# TEXTE
_ _ _ _ _ _ _

Elles se sont tant aimées
La maladie sépare deux femmes secrètement amoureuses depuis des décennies dans «Deux», un madrigal d’une délicatesse bouleversante
Le cauchemar enfantin qui prélude à Deux anticipe une tragédie du crépuscule. Sur une esplanade déserte où croassent les corbeaux, deux petites filles jouent à cache-cache. L’une des deux se volatilise, laissant l’autre en plein désarroi. Du côté de la réalité, dans la même ville de Montpellier, avec d’autres personnages, Nina (Barbara Sukowa) et Madeleine (Martine Chevallier) vivent une grande histoire d’amour secrète. Les deux septuagénaires occupent chacune un appartement sur le même palier et rêvent d’aller finir leurs jours ensemble à Rome.
Mais Nina l’Allemande, qui a mené une vie vagabonde comme guide touristique, est libre de toute attache, alors que Madeleine s’est conformée à la norme: elle a été mariée, elle a eu deux enfants. Elle doit leur dire la vérité. Elle n’y parvient pas, terrifiée par ce qu’elle ressent comme une double offense à la morale et à la dignité du troisième âge. L’impétueuse Nina se fâche. Peu après Mado fait une attaque et lui échappe.
Pour Anne et Frédéric, les enfants, pour l’aide soignante désagréable,
Nina n’est qu’une voisine, sympathique, dévouée mais intrusive. Ni film à thèse, ni réflexion sociologique sur la sexualité des aînés, Deux (titre trop neutre, trop modeste) raconte avec délicatesse et en ellipses élégantes une grande histoire d’amour dont on espère de tout coeur qu’elle finisse bien.
Chanson italienne
Quand, prise de soupçon, Anne (Léa Drucker) feuillette les albums photos pour trouver la preuve du faux pas sentimental de sa mère, elle ne tombe pas sur quelque cliché scandaleux apte à choquer le bourgeois. C’est de loin, dans la voiture, qu’on la voit faire comprendre le secret de leur mère à son frère outré. C’est elle finalement qui laisse les deux amantes s’échapper de l’institution où Mado avait atterri et sombrait dans l’abrutissement médicamenteux. Lorsque Nina, qui a la clé de l’appartement de Mado, s’introduit nuitamment, tel un fantôme, pour contempler l’être aimé perdu dans son absence mentale, on glisse du côté du conte dans lequel un prince charmant viendrait subrepticement veiller sur le sommeil de la princesse. Que ce soit deux femmes âgées ne change rien: le sentiment amoureux est tout aussi intense, tout aussi sacré. Premier film de Filippo Meneghetti, Deux est trop gracieux pour asséner un happy end triomphateur. Il donne juste à écouter le vent dans les platanes, à voir un sourire retrouvé, une larme au coin des yeux, à partager une danse légère, pieds nus sur une chanson italienne.
■ Deux, de Filippo Meneghetti (France, 2021), avec Barbara Sukowa, Martine Chevallier, Léa Drucker, 1h36.

_ _ _ _ _ _ _

# CONSIGNE
Résumez en deux phrases la critique du film « Deux ». Les données qui suivent ne sont pas nécessaires.

_ _ _ _ _ _ _

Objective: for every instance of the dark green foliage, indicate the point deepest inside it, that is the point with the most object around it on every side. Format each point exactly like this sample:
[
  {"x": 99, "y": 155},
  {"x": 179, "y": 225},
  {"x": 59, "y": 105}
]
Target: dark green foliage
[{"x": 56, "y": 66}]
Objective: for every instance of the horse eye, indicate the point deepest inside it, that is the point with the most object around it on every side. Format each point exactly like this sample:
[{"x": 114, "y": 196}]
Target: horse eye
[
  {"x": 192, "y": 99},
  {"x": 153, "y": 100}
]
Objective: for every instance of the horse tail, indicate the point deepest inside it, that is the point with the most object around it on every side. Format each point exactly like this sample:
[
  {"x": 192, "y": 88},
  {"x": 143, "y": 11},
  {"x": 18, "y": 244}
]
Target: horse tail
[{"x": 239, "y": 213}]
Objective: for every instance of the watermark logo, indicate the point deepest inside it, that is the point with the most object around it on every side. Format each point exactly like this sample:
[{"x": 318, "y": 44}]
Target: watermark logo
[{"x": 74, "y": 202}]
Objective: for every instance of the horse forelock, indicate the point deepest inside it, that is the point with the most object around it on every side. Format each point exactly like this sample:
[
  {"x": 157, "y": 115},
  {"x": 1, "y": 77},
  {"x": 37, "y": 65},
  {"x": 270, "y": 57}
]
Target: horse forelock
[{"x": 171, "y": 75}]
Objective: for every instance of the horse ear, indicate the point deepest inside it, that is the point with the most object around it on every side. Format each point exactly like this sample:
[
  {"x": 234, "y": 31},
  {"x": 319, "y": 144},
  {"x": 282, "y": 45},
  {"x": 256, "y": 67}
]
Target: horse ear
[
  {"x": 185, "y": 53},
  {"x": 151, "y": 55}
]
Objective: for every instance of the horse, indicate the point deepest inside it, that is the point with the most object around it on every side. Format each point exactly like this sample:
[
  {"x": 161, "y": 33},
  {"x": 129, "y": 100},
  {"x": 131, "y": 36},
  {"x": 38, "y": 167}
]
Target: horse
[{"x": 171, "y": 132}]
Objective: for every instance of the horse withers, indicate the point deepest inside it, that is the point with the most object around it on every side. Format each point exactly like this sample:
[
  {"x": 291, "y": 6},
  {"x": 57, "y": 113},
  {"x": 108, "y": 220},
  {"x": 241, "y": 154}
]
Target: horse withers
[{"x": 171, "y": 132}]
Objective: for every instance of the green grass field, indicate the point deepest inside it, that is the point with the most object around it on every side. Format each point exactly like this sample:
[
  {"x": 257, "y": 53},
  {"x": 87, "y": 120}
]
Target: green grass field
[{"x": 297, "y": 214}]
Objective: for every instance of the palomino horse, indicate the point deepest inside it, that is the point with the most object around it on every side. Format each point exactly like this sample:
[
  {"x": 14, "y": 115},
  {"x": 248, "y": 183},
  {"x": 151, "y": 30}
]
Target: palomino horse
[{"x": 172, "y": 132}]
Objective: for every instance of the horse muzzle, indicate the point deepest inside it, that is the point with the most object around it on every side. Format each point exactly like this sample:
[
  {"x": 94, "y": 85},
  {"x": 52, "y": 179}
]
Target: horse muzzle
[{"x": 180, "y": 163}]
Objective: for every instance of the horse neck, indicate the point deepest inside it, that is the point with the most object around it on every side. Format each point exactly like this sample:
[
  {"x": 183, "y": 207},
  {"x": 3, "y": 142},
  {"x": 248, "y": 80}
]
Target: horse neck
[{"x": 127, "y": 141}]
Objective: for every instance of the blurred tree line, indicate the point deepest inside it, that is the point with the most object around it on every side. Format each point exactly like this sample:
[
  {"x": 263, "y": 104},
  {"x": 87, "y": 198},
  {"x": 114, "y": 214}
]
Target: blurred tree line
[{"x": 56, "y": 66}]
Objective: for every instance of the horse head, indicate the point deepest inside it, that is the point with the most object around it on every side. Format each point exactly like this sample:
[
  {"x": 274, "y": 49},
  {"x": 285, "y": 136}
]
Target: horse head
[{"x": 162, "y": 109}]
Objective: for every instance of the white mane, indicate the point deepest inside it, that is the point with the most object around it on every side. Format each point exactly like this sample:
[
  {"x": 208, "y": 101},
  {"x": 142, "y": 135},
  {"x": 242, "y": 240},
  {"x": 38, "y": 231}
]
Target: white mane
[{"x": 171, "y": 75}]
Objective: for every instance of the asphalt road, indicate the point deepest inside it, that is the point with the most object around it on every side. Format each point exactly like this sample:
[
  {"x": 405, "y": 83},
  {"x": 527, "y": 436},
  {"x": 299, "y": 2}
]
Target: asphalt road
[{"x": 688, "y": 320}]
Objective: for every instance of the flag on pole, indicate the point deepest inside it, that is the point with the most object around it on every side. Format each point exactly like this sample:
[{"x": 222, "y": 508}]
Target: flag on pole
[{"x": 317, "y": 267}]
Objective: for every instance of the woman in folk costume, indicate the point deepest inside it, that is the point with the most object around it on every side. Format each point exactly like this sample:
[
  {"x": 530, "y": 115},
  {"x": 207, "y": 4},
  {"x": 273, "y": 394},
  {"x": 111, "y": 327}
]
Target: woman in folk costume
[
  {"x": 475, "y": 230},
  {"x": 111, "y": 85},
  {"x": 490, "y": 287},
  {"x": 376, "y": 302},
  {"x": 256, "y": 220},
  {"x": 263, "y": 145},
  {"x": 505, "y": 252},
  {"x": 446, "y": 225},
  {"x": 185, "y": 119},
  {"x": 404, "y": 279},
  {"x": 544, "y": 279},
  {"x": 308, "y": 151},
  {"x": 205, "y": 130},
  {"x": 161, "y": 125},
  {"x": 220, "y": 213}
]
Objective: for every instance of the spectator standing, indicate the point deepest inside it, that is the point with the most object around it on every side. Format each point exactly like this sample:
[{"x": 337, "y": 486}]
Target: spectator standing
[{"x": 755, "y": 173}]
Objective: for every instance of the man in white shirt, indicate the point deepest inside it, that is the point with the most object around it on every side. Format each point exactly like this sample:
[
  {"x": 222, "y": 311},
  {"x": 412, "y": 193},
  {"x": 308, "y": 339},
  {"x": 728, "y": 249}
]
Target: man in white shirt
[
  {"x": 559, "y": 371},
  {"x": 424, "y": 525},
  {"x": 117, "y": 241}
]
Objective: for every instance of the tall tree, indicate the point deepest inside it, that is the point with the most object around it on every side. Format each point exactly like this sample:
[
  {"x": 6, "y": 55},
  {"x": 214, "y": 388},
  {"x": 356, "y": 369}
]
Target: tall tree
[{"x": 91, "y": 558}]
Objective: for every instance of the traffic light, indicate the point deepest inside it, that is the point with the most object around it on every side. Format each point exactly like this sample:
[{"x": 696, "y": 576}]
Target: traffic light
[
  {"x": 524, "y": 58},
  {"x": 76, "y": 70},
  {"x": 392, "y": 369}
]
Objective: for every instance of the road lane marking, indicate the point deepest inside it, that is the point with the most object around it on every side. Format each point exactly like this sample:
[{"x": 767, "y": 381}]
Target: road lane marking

_ _ _ _ _ _ _

# CORRIGÉ
Dans « Deux », premier film de Filippo Meneghetti, Nina et Madeleine, deux septuagénaires voisines de palier à Montpellier, vivent un amour secret, mais Madeleine ne parvient pas à dire la vérité à ses enfants et, peu après que Nina s'est fâchée, elle fait une attaque. Ni film à thèse ni réflexion sociologique, le film raconte avec délicatesse et en ellipses élégantes cette grande histoire d'amour, sans asséner de happy end triomphateur.